- Problem statement
Drop all images. Then write out each line below exactly as given.

##### Data supplied

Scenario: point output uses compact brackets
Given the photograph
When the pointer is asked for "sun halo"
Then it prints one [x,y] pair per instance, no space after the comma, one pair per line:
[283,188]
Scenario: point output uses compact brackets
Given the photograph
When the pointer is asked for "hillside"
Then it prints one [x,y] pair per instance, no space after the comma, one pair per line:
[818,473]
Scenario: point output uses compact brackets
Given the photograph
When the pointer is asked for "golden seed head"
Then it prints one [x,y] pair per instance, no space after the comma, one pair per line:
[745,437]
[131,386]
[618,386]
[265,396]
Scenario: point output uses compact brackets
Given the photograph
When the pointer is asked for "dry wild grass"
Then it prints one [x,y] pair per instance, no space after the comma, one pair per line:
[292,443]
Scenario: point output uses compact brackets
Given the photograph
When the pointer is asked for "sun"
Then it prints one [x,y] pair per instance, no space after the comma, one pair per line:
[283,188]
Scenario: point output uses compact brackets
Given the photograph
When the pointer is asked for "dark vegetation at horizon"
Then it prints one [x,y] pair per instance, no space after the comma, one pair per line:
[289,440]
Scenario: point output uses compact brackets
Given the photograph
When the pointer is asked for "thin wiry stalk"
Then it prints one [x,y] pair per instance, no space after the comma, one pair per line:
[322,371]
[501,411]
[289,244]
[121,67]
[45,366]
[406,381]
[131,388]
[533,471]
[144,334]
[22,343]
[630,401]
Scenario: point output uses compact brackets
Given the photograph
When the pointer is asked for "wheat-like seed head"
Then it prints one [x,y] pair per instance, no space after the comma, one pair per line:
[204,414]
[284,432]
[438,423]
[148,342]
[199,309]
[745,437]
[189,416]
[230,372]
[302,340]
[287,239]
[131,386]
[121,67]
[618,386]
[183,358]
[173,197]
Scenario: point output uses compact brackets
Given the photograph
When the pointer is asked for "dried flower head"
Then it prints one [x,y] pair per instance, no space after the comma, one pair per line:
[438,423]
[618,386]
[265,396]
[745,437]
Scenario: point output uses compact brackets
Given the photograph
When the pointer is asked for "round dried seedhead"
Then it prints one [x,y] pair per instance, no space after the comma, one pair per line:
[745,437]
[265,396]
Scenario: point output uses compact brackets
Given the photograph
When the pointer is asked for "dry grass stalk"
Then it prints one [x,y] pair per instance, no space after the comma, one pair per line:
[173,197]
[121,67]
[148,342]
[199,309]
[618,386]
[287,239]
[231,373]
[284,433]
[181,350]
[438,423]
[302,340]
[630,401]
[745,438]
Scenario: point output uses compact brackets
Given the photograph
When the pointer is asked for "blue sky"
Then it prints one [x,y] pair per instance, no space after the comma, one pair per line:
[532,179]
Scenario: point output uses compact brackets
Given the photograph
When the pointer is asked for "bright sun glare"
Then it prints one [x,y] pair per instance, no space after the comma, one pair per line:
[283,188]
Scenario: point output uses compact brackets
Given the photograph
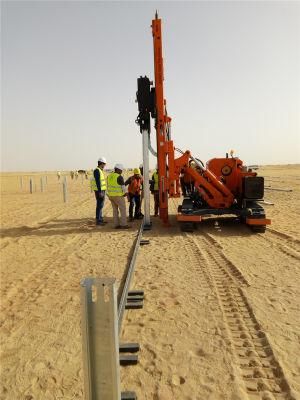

##########

- Task solution
Scenario: point output uses compact brackets
Given the photograph
When the pointer is asked for "sun halo"
Then it prints one [x,y] pair per instance, no space after the comma, one pair per line:
[283,188]
Scenario: point output uses compact brackets
Given the photograph
When the pointer is asked for "hillside"
Then it prints one [x,y] pair per instance, no space after the comma, one pair per line:
[818,473]
Scenario: point output uses compact brackets
Given the photograph
When the pointer is asked for "golden seed head"
Then it prints one [x,y] pair per instance, no space after the comma, one pair per line:
[745,437]
[131,386]
[618,386]
[265,396]
Scenario: point output uses compact brackets
Given the photograph
When the pointer is asked for "dry wild grass"
Then it prints one [x,y] pair per instance, no space after the comma, one pair per line:
[292,443]
Scenario: point output uses compact brackets
Given the photograph
When the pointer is asked for "sun"
Then it prints one [x,y] pair per instance, no space after the comma, one pair per line:
[283,188]
Scenario: point output uses compact brackets
Given the photograph
When the pointer is asked for "dark vegetation at horizon"
Then it prints one [x,y] pair per instance, no space after the comma, one pair per line:
[289,440]
Scenario: point output uses compact brackets
Given the photograph
When the pointer is asked for "thin wiry stalk"
Then it prints one [x,y] pair per instance, no space after the comma, one pair per line:
[322,371]
[501,411]
[289,244]
[121,67]
[45,366]
[406,381]
[131,388]
[533,471]
[144,334]
[22,343]
[630,401]
Scenario: point output uses compact brackets
Given the photograph
When the pointer is asked for "wheat-like seed head"
Then it prints one [x,y] pair per instance, no space after the comma, one pair per line:
[204,414]
[284,432]
[438,423]
[148,342]
[199,309]
[745,437]
[189,416]
[230,372]
[302,340]
[287,239]
[131,386]
[121,67]
[618,386]
[183,358]
[173,197]
Scenario: point output uses compact brackets
Given the photograph
When the pointer is asked for "dried flower head"
Then it prints one [x,y] pair per instance, no space after the comma, one pair per line:
[438,423]
[618,386]
[265,396]
[745,437]
Scenario: point output uses compact brackets
Given the photograph
When the pointer is asked for "round dried seedhead"
Then it prints one [x,y] pair per instance, no space after the comma, one pair per line:
[745,437]
[265,396]
Scenario: point output uses compact brackets
Given the photograph
When the pointer is asked for "dry grass stalk"
Then it prints one [x,y] pair per instance, no space after the comma, one pair per line:
[173,197]
[121,67]
[148,342]
[199,309]
[618,386]
[287,239]
[231,373]
[284,433]
[181,350]
[438,423]
[302,340]
[630,401]
[745,438]
Scenario: point output uses compact brackets
Given the photograph
When the pointer is asked for "blue sky"
Then it prints one [x,y] pair per instance, no space after the comma, one pair per line:
[532,179]
Scenario: point output uses compact brackets
Given the photograph
When the pointer is asked for "bright sun glare"
Then it prints one [x,y] pair per instance, no space after the comma, one pair per line:
[283,188]
Scenario: point output uses compact brackets
Given the photograph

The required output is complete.